Task to complete
Please print the data again without changes, starting with the line that contains "paved dock surface -> masks, every instance" and going on through the line that contains "[[[256,128],[0,122],[0,169],[255,169]]]".

Outline data:
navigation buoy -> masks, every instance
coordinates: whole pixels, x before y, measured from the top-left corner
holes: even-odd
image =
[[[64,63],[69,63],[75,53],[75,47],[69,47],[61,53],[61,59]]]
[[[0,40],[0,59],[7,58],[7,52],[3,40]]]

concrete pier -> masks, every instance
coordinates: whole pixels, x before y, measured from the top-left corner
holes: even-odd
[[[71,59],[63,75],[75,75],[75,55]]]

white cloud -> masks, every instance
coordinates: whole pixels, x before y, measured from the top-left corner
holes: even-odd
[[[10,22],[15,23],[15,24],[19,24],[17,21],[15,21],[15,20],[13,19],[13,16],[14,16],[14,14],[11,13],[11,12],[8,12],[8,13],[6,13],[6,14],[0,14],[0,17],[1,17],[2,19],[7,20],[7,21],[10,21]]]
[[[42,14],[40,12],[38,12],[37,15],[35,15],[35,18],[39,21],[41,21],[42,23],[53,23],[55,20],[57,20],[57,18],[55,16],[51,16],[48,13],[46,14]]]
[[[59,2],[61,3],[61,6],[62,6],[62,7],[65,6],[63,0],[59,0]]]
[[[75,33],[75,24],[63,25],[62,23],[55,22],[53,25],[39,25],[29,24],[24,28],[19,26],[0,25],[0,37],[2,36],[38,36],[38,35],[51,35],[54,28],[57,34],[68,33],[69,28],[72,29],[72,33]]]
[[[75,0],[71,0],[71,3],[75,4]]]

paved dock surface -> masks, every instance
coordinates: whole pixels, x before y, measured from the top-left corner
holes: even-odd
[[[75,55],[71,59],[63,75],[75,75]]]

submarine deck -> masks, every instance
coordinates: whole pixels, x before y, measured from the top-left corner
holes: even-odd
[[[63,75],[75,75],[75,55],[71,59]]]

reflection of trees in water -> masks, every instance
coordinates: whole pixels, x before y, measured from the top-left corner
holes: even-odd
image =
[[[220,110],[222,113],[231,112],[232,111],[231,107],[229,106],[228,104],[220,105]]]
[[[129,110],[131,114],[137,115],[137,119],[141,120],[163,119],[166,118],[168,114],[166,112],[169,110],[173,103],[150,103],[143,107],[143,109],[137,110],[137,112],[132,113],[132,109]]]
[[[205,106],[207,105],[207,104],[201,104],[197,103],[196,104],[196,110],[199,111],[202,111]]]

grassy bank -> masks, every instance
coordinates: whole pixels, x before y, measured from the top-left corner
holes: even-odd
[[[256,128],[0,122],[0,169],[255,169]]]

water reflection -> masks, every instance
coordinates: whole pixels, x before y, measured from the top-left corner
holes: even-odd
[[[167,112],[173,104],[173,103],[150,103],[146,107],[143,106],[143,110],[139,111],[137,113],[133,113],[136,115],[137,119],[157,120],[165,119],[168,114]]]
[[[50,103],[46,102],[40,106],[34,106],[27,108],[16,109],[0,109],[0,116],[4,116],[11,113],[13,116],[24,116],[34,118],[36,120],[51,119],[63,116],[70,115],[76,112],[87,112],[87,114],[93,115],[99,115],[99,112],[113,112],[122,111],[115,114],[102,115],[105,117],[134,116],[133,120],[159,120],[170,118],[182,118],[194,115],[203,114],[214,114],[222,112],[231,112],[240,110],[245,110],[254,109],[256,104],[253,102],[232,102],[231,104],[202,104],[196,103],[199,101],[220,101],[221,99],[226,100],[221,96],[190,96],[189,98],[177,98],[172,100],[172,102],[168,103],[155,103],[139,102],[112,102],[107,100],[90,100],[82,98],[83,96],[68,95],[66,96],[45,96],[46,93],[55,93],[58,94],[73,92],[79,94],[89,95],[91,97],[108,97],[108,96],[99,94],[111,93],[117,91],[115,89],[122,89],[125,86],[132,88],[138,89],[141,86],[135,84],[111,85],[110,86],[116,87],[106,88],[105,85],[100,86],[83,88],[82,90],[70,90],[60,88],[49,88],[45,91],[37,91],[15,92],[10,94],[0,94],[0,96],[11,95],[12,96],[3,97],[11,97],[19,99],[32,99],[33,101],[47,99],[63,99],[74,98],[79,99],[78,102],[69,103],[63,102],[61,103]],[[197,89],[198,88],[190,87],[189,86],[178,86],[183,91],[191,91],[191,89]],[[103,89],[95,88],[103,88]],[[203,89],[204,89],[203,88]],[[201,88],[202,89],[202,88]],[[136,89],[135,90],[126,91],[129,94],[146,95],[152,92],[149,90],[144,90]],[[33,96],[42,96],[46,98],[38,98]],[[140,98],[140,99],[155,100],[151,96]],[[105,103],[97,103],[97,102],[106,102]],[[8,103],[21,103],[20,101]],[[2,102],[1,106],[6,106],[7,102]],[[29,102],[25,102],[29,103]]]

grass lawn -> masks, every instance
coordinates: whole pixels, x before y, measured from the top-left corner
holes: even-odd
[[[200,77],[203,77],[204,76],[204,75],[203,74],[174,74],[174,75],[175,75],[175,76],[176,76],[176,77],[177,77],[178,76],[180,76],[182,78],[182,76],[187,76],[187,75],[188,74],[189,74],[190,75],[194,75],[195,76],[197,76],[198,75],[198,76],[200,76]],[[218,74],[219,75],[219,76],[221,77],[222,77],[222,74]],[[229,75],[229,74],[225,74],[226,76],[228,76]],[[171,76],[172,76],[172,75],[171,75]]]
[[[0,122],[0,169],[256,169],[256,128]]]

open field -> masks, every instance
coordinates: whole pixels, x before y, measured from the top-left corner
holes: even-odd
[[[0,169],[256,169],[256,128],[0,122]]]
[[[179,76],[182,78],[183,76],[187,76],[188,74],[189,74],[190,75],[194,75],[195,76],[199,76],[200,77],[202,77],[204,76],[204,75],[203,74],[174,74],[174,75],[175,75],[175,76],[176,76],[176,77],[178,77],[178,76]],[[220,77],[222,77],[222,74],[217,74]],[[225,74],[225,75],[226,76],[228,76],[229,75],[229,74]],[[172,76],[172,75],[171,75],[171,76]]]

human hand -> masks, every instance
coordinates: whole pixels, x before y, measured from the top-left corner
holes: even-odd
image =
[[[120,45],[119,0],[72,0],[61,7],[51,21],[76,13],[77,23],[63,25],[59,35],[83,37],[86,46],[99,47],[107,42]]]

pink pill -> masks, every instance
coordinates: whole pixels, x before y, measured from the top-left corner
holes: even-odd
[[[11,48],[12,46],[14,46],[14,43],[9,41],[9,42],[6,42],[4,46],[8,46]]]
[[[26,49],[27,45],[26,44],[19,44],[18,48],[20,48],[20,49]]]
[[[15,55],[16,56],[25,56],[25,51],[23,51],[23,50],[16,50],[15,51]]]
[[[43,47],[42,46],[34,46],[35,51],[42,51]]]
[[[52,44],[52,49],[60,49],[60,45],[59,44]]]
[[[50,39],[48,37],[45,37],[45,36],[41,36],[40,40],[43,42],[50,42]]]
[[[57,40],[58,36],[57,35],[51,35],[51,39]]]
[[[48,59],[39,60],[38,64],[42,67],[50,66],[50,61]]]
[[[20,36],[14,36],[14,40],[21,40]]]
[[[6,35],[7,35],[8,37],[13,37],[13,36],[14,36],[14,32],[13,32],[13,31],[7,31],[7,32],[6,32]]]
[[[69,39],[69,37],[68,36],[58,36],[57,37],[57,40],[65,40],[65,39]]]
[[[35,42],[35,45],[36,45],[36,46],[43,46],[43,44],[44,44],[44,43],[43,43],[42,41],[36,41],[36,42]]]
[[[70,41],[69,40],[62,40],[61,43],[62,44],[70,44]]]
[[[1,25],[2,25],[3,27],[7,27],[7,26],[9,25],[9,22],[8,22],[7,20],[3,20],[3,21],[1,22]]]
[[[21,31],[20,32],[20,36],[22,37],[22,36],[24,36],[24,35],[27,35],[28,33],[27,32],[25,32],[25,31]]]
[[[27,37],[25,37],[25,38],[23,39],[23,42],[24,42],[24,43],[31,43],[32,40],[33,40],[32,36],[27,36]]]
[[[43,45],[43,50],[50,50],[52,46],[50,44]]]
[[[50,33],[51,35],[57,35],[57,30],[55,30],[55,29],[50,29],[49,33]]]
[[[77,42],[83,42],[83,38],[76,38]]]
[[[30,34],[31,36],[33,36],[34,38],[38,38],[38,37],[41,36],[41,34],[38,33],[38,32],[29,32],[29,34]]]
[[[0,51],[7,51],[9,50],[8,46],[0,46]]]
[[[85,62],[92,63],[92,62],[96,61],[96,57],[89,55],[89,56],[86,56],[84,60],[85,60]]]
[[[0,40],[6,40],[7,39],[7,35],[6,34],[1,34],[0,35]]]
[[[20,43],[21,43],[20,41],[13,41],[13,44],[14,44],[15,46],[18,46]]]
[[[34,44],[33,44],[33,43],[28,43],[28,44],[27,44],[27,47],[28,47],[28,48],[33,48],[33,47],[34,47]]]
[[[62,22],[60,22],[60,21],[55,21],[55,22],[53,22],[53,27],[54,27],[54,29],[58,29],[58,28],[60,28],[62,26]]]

Response
paved dock surface -> masks, every instance
coordinates: whole pixels, x before y, measured from the top-left corner
holes: even-odd
[[[75,55],[71,59],[63,75],[75,75]]]

submarine deck -> masks, every instance
coordinates: whole pixels, x before y, measured from the top-left corner
holes: even-odd
[[[63,75],[75,75],[75,55],[71,59]]]

reflection of trees in water -> masks, every instance
coordinates: whole pixels, x before y, measured from the top-left corner
holes: even-odd
image =
[[[220,110],[222,113],[231,112],[232,111],[231,107],[229,106],[228,104],[220,105]]]
[[[129,110],[131,114],[137,115],[137,119],[141,120],[163,119],[166,118],[168,114],[166,112],[169,110],[173,103],[150,103],[143,107],[143,109],[137,110],[137,112],[132,113],[132,109]]]
[[[205,106],[207,105],[207,104],[201,104],[197,103],[196,104],[196,110],[199,111],[202,111]]]

grassy bank -> masks, every instance
coordinates: whole pixels, x before y, measured from the top-left corner
holes: even-odd
[[[256,128],[0,122],[0,169],[255,169]]]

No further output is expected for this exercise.